**Page excerpt**

— start —

Remark 2.4. The conclusion of [Reference Christensen, Iyengar and Marley7, Lemma 2.1] states that $\operatorname{Tor}_n^R(-,M)=0$ holds if M is a derived $\mathfrak{a}$-complete complex with $\inf\operatorname{H}_*(M) \gt -\infty$ and $\operatorname{Tor}_n^R(R/\mathfrak{p},M)=0$ holds for all prime ideals $\mathfrak{p}$ that contain $\mathfrak{a}$. We notice here that the proof in [Reference Christensen, Iyengar and Marley7] only demonstrates this for $\operatorname{Tor}_n^R(-,M)$ as a functor on the category of R-modules (not R-complexes). This is sufficient for the purposes of its use in both [Reference Christensen, Iyengar and Marley7] and the proof above. To see that the conclusion fails for Tor as a functor on complexes, let $(R,\mathfrak{m},k)$ be a complete local ring and notice that though $\operatorname{Tor}_n^R(k,R) = 0$ holds for every $n \geqslant 1$, one has $\operatorname{Tor}_n^R(\Sigma^nk,R) \cong k$.

3. Injective dimension

The next result improves the bound on n in [Reference Christensen, Iyengar and Marley7, Proposition 5.4 and Theorem 5.7].

Theorem 3.1. Let R be a commutative noetherian ring and M an R-complex. If for an integer $n \geqslant \dim R + \sup{\operatorname{H}^*(M)}$ one has $\operatorname{Ext}_R^{n}(k(\mathfrak{p}),M)=0$ for all prime ideals $\mathfrak{p}$ in R, then $\operatorname{inj.\! dim}_R M \lt n$ holds.

— end —

**Problem to work on**
From the excerpt on Tor and injective dimension, output unchanged the stretch that opens with the words containing "Theorem 3.1. Let" and closes with "M \lt n$ holds.". The material isn't needed for any of this work.

**Dataset content**
— start —

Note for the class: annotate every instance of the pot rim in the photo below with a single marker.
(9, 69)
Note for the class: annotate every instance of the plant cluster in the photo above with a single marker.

— end —

**Exercise output**
Theorem 3.1. Let R be a commutative noetherian ring and M an R-complex. If for an integer $n \geqslant \dim R + \sup{\operatorname{H}^*(M)}$ one has $\operatorname{Ext}_R^{n}(k(\mathfrak{p}),M)=0$ for all prime ideals $\mathfrak{p}$ in R, then $\operatorname{inj.\! dim}_R M \lt n$ holds.